- [Complete the following]
(1) Reproduce the part of the article on migrant workers returning to vote in Bengal from "They work across" up to and including "be declared invalid.".
(2) Pick up the article on migrant workers traveling home to vote in Bengal after its final sentence and carry it forward.

- [Extract provided]

The platforms of Santragachhi, Shalimar, Howrah and Sealdah stations are teeming with migrant workers coming to cast their votes in Bengal.

They work across India as masons, construction labourers, painters, tailors, or cooks because opportunities back home are limited. There were many women, too.

Migrant workers are known to be regular voters. These stations are usually crowded in the run-up to every election. However, this time, voting is not merely a duty.

It is an assertion of their identity as legitimate Indians. Hundreds of thousands of their comrades have lost their voting rights in a supposedly reformative exercise. This time, the spectre of SIR looms large over them.

Many of them said they would vote to defeat the forces that have disenfranchised their neighbours, friends and family members. Many of them also said they would not dare skip the vote this time, lest they be declared invalid.

Mohammed Rofikul Islam, 40, hails from Malda and works as a construction labourer in Chennai. He is on the rolls of the Harishchandrapur Assembly seat in Malda, but his mother’s name has been deleted.

“My mother is not alone. Several of my neighbours and friends, whom I have grown up with, are suddenly invalid voters. Why? What sort of government disowns its own citizens?” asked Rofikul, who was waiting to board a bus to Sealdah station, from where he would board another train to Malda. He arrived on the Coromandel Express, which reached Santragachhi around 10.55am on Wednesday.

- [Record excerpts]

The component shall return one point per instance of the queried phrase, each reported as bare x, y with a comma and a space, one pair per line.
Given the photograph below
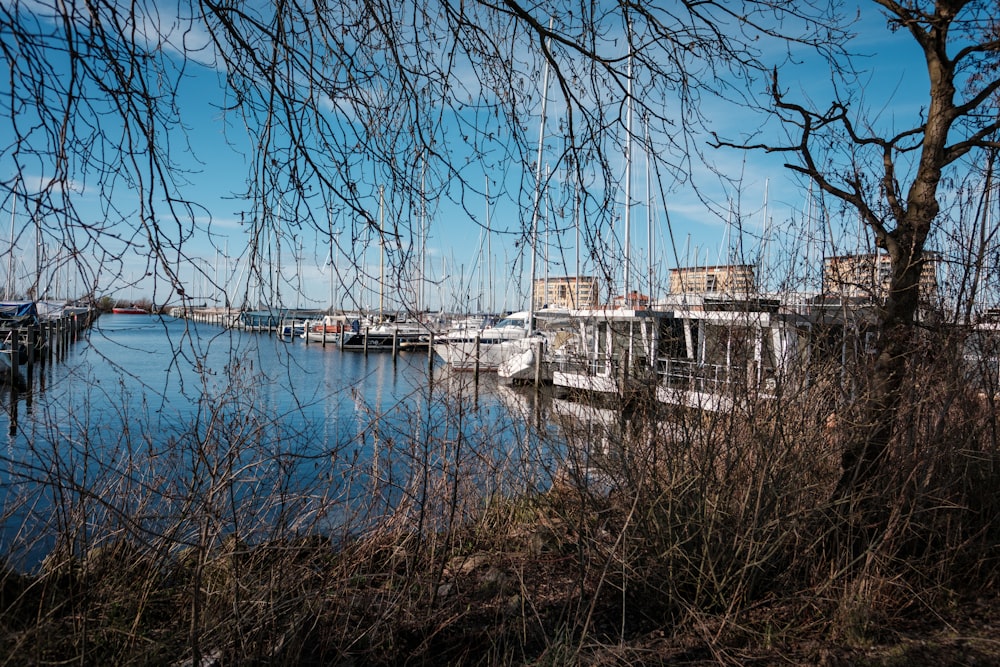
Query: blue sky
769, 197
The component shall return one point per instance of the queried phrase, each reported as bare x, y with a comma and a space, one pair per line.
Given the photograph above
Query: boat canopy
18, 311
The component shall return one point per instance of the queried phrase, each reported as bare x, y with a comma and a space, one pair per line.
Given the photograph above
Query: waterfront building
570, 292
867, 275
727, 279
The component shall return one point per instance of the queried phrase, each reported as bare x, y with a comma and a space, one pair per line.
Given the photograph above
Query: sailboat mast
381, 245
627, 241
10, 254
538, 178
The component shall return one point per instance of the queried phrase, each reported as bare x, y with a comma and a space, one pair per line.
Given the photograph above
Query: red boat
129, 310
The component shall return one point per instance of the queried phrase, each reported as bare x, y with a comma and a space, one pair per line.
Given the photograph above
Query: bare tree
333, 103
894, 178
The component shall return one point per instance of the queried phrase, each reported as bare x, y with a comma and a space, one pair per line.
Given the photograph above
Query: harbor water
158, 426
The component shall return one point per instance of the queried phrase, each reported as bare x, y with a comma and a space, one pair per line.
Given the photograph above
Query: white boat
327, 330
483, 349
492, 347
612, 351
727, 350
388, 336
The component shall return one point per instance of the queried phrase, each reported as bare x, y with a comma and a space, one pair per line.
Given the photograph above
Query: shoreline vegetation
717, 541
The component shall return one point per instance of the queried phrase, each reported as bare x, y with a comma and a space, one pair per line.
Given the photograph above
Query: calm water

...

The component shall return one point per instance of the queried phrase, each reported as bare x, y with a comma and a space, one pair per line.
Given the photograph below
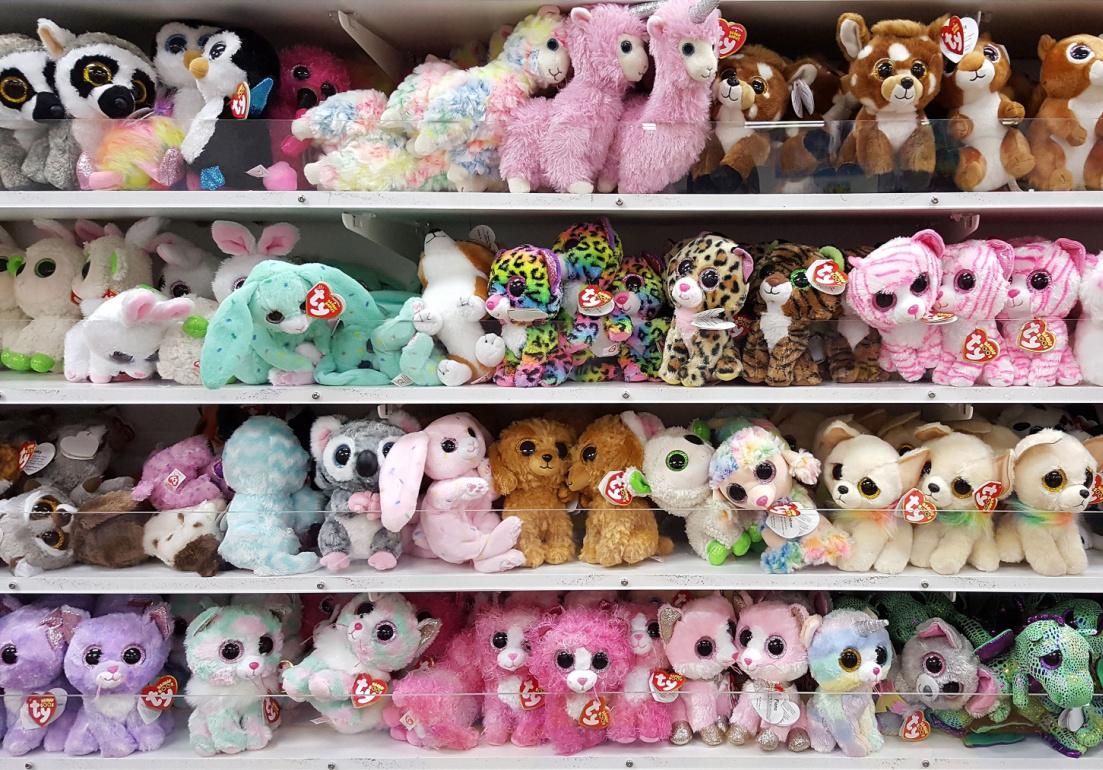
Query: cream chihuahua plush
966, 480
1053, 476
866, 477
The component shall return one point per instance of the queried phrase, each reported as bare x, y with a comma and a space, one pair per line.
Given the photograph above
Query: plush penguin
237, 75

- [Expected results]
(1)
They work across India as masons, construction labourers, painters, tailors, or cooks because opportunities back home are limited. There were many women, too.

Migrant workers are known to be regular voters. These stations are usually crowded in the run-up to every election. However, this time, voting is not merely a duty.

It is an assertion of their identity as legitimate Indians. Hundreds of thousands of their comrades have lost their voting rights in a supposedly reformative exercise. This time, the spectre of SIR looms large over them.

Many of them said they would vote to defeat the forces that have disenfranchised their neighbours, friends and family members. Many of them also said they would not dare skip the vote this time, lest they be declared invalid.

(2)
Kamala Hasda, 56, a voter from Durgapur in West Burdwan, said her name was restored after multiple rounds of verification.

“I was called for a hearing because of a spelling mismatch in my father’s name. All six of my children were also asked to appear. We submitted all documents, and our names were finally restored. After coming this far, I cannot miss voting. I want to assert my Indian identity,” said Hasda, who came from Chennai on another train.

Around 11am, space came at a premium on Platform 3 of Dum Dum station when the Lalgola Express from Sealdah arrived. Headed to Murshidabad, the train was teeming with people, most of them migrant workers from other states, headed home.

A senior railway official said Sealdah and Howrah stations looked similar when trains to Malda and Murshidabad chugged in and out.

Some of Bengal’s poorest districts have been hit hardest by the controversial SIR exercise. Bengal has around 25 lakh registered migrant workers employed outside the state, though activist groups believe the number is higher.

Districts like Murshidabad, Malda, Cooch Behar and North Dinajpur send a bulk of this workforce. The rate of voters under adjudication is highest in these districts, which also have a high poverty rate.

Saibal Mamin, 46, an electrician in Visakhapatnam and a voter from Malda, said six out of seven family members, including himself, had found their names deleted.

But he said he would still visit the polling booth on Thursday.

“I have filed an online appeal. My last hope is that the tribunal restores my name,” he said.

Gulguli Sardar, 45, a Murshidabad voter who makes mosquito nets in Tamil Nadu, said the fear had driven many like her back home.

“My name is approved. But what if I still skip voting? I may be branded an illegal voter,” she said.

Bengali-speaking migrant workers were under attack, both by police and goons, in BJP-ruled states in recent months. They were branded as Bangladeshi infiltrators before being picked up for questioning or being attacked.

The atmosphere of polarisation has amplified the concerns of the migrant workers, especially those from the minority community, who fear that losing their voting rights may convert them into “second-class citizens”.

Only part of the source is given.